==== Supplied information
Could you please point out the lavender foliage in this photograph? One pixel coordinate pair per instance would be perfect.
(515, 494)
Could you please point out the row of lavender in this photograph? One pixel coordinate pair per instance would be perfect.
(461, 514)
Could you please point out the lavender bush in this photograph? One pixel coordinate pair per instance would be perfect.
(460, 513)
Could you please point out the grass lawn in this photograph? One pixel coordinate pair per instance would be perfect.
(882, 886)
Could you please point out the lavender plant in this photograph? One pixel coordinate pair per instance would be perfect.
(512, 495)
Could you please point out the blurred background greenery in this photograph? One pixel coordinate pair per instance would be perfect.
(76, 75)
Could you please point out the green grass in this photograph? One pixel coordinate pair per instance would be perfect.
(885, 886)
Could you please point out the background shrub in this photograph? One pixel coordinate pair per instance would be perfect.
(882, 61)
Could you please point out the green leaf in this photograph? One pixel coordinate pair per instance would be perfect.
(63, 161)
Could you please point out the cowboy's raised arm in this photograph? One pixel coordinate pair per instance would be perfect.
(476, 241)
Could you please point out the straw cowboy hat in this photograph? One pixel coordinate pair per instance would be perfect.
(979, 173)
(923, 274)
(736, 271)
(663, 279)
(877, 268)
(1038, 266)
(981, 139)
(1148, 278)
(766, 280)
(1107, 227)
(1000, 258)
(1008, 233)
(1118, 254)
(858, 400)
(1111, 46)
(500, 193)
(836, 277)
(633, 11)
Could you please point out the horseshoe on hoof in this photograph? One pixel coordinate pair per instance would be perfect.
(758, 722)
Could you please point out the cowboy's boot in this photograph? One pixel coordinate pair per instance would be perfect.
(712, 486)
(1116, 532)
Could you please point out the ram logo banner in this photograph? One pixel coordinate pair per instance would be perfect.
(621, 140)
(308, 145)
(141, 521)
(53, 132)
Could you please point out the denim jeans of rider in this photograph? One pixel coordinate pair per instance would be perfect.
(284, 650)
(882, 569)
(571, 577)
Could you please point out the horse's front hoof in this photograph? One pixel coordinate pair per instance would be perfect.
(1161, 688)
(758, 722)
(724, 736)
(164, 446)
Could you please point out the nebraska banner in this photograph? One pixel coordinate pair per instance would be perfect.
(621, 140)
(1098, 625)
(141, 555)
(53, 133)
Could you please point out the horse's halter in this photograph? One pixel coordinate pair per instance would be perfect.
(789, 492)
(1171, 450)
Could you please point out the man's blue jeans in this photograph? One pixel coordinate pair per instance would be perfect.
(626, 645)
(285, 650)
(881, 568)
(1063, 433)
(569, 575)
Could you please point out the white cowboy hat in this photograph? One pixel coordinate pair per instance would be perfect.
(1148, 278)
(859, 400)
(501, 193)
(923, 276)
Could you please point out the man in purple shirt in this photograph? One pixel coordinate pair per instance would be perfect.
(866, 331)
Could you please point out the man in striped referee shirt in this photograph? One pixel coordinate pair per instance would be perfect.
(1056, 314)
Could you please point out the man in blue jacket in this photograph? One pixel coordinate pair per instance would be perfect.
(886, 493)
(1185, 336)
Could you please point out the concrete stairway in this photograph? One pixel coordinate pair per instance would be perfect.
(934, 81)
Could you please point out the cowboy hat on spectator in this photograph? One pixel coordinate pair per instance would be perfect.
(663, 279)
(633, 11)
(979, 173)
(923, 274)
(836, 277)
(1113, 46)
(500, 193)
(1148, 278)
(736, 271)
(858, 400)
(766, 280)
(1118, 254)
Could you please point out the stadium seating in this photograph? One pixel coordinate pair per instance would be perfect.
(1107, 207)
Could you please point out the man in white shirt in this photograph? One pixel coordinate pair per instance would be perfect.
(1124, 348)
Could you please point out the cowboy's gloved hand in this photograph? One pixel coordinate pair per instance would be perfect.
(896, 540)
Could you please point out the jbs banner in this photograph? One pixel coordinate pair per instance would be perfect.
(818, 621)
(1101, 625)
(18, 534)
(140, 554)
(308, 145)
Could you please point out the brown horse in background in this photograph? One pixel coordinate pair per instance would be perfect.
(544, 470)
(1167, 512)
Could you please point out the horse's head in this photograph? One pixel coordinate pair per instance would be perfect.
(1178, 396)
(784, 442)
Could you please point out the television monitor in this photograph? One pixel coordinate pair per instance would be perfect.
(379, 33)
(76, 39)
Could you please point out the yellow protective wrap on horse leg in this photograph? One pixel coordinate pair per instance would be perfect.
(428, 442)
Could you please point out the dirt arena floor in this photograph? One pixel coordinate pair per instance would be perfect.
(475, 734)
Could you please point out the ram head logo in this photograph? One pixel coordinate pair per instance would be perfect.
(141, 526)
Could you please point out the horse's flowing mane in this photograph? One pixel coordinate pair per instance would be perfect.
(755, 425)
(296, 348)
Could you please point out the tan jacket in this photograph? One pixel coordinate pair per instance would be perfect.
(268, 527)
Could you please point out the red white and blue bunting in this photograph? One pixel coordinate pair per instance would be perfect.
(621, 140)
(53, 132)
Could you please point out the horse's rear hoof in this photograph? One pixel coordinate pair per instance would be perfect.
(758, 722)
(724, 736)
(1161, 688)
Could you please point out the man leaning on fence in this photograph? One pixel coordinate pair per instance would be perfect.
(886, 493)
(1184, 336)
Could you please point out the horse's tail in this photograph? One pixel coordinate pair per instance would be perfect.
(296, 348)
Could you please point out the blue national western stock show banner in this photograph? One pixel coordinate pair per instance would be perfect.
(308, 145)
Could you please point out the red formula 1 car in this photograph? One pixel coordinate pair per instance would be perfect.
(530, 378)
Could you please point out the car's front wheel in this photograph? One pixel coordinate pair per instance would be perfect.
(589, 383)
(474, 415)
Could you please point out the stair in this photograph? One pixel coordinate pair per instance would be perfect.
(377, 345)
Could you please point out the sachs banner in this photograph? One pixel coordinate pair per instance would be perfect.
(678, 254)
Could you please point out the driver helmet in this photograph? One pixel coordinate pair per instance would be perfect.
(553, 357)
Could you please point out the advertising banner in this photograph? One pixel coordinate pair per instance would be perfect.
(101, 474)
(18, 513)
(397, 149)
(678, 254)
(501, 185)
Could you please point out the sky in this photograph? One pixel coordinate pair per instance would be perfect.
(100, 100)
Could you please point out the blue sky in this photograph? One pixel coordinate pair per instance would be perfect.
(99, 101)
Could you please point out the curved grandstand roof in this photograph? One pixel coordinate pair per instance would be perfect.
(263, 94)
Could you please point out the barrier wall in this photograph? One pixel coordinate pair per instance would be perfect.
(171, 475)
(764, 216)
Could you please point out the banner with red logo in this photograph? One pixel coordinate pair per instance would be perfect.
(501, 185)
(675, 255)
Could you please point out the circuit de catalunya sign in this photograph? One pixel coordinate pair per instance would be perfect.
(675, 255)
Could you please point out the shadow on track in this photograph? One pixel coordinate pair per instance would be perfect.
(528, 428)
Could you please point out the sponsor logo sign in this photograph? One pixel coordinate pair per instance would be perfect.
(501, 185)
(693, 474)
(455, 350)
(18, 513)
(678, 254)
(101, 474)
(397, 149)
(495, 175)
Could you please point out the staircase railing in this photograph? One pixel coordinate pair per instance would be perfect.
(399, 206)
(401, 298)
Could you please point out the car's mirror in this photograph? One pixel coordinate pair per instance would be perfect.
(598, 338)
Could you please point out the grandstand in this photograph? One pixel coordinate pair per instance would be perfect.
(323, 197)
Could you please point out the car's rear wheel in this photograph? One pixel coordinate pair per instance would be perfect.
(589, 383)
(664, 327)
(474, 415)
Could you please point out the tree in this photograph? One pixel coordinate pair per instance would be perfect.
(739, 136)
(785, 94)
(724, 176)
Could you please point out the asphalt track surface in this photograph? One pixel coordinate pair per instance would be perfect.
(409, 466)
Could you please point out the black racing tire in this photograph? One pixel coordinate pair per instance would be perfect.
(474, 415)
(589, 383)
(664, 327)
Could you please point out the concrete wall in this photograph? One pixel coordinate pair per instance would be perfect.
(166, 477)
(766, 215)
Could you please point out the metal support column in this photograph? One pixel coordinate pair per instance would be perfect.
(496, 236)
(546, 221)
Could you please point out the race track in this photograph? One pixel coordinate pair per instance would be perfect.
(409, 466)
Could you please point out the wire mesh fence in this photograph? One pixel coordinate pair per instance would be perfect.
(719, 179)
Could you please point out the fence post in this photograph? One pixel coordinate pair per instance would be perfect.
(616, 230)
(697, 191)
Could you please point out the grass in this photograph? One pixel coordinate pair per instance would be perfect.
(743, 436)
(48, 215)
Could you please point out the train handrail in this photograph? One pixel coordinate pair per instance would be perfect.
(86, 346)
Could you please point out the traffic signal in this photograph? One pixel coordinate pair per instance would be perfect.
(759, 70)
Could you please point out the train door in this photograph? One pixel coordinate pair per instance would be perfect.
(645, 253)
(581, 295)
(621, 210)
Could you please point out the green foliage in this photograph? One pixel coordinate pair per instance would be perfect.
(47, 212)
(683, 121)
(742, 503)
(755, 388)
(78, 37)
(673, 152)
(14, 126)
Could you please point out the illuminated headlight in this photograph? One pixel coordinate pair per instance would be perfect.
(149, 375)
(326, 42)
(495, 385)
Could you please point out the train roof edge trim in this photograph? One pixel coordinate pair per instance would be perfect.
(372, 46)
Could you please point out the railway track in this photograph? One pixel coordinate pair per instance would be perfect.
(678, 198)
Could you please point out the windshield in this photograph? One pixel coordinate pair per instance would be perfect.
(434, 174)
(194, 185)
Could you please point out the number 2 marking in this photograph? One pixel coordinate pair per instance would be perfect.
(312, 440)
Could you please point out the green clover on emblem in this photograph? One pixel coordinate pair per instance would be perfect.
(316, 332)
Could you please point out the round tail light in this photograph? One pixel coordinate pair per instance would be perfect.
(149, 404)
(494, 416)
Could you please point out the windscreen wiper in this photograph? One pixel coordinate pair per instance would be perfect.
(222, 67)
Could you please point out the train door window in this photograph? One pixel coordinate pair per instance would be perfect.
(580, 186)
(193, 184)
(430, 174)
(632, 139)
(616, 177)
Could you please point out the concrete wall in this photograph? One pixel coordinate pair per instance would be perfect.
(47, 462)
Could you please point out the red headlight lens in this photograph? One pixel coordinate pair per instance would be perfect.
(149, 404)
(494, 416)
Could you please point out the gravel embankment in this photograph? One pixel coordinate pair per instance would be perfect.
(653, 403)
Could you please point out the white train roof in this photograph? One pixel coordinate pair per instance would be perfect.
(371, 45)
========
Written request:
Can you rename "cowboy's boot" to "rider's boot" and give back only the lines between the one containing "Could you please point out the horseshoe" and the one containing "(1116, 532)", both included, with nothing else changed?

Task result:
Could you please point out the horseshoe on hoof in this photograph? One pixel coordinate pair per instance would be perfect.
(758, 722)
Could you please point out the rider's boot in this photograph? One pixel coordinate pair per instance would be perfect.
(712, 486)
(1116, 532)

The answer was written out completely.